Records held in a dataset:
--- Begin ---
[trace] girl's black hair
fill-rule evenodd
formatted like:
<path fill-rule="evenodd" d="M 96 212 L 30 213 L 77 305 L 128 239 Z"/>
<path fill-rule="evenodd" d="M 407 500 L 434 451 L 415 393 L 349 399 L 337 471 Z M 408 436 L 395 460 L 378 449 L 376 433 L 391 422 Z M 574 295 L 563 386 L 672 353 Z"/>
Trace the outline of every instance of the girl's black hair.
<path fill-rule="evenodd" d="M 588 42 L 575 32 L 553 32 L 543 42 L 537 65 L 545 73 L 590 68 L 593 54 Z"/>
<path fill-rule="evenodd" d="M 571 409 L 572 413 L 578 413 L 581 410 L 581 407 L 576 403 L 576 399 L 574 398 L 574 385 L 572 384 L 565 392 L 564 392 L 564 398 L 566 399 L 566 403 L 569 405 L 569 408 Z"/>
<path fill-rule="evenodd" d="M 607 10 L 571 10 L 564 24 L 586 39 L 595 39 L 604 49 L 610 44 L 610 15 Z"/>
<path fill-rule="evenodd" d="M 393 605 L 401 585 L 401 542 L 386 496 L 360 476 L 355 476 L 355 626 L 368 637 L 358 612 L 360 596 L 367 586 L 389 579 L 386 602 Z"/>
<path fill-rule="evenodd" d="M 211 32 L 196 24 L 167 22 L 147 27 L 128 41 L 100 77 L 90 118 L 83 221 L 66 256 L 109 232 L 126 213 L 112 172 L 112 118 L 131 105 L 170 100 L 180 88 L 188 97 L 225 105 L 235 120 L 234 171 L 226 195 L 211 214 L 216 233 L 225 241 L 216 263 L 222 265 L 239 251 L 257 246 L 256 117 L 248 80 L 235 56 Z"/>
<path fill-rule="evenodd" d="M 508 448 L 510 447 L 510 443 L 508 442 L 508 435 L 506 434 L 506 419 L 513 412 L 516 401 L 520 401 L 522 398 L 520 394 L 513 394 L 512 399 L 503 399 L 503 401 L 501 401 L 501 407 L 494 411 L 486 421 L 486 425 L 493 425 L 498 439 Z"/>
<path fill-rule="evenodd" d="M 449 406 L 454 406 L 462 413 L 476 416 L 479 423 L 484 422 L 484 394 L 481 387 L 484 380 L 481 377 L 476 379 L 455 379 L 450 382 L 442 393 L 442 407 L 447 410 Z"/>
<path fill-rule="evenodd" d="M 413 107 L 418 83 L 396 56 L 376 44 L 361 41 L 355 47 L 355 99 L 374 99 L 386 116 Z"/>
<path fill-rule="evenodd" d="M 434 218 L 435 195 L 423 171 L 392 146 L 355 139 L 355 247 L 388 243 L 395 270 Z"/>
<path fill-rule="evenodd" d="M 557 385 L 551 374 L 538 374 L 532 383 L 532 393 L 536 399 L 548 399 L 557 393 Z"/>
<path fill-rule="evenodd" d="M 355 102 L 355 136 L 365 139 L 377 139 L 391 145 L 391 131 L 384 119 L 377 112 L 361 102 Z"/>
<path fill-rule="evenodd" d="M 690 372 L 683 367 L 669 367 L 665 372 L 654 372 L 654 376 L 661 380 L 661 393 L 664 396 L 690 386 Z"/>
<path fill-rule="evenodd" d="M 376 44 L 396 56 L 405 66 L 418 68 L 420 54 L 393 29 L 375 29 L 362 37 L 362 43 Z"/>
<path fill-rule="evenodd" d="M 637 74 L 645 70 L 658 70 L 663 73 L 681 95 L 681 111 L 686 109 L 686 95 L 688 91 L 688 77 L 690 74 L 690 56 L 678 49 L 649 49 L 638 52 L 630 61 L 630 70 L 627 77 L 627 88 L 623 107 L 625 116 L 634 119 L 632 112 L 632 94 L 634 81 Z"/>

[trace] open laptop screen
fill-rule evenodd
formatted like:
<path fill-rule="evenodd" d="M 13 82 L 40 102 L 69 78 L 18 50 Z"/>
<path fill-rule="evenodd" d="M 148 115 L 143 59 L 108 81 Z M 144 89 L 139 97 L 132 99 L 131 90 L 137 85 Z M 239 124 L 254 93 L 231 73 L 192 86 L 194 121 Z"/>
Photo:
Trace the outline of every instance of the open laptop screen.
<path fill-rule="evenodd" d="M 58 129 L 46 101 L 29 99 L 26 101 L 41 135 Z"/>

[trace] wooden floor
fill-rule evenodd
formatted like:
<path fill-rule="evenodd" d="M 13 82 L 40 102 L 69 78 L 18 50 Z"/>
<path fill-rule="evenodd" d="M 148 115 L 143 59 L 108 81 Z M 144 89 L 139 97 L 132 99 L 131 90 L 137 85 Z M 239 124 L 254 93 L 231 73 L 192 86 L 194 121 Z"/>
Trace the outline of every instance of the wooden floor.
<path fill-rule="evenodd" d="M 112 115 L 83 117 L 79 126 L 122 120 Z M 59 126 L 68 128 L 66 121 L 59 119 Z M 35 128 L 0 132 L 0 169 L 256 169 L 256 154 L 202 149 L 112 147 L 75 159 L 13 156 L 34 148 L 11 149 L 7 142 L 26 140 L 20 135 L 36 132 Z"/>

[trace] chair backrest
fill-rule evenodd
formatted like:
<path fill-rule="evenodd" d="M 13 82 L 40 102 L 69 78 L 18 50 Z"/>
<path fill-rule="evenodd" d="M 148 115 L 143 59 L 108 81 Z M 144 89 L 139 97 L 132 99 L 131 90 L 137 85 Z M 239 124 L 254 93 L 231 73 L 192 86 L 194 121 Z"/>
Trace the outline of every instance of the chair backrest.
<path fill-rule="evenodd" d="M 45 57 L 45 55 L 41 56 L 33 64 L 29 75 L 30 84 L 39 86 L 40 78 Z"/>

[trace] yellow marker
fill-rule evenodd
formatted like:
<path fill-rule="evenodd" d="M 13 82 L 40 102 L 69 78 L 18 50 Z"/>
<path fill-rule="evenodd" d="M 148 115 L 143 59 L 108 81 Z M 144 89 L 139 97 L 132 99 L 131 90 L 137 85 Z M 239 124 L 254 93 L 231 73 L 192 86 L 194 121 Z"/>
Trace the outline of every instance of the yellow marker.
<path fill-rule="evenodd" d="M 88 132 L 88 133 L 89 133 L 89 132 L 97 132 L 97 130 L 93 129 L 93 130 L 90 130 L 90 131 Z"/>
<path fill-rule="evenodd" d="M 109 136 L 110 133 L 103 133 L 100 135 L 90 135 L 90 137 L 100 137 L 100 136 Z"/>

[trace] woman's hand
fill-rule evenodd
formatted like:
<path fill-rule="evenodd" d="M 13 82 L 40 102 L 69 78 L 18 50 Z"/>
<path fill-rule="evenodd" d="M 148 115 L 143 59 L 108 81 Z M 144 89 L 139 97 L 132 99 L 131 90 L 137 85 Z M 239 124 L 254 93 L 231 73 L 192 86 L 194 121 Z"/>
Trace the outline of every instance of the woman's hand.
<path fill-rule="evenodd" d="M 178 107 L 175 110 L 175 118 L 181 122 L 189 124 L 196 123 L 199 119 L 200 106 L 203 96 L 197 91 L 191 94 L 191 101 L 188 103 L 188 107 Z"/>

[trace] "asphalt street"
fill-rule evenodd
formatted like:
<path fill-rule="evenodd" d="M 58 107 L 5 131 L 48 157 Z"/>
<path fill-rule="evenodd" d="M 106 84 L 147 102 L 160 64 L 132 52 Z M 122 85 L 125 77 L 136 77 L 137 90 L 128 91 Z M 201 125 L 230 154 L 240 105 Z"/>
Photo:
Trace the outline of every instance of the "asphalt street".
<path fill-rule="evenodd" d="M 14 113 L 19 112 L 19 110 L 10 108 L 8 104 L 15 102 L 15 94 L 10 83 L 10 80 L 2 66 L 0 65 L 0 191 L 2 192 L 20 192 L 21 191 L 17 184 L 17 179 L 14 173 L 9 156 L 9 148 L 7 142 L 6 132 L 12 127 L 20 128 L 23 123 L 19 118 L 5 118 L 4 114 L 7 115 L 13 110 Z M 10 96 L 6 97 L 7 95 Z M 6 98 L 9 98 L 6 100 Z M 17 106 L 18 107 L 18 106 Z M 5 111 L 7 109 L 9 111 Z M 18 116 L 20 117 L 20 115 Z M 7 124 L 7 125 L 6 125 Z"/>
--- End ---
## [OBJECTIVE]
Copy out the lines between the one holding "[trace] yellow marker" and the one holding "109 136 L 110", inclusive, moving every coordinate in the answer outlines by -20. Leave the requests and their format samples unchanged.

## [OUTPUT BELOW]
[trace] yellow marker
fill-rule evenodd
formatted like:
<path fill-rule="evenodd" d="M 13 82 L 40 102 L 69 78 L 18 50 Z"/>
<path fill-rule="evenodd" d="M 148 115 L 143 59 L 108 81 Z M 144 89 L 139 97 L 132 99 L 131 90 L 137 85 Z M 239 124 L 254 93 L 231 73 L 192 86 L 194 121 Z"/>
Trace the outline of every instance of the yellow marker.
<path fill-rule="evenodd" d="M 68 112 L 68 113 L 69 113 L 69 112 L 77 112 L 77 110 L 73 109 L 73 110 L 70 110 L 70 111 Z"/>
<path fill-rule="evenodd" d="M 89 116 L 90 113 L 83 113 L 80 115 L 70 115 L 70 117 L 80 117 L 80 116 Z"/>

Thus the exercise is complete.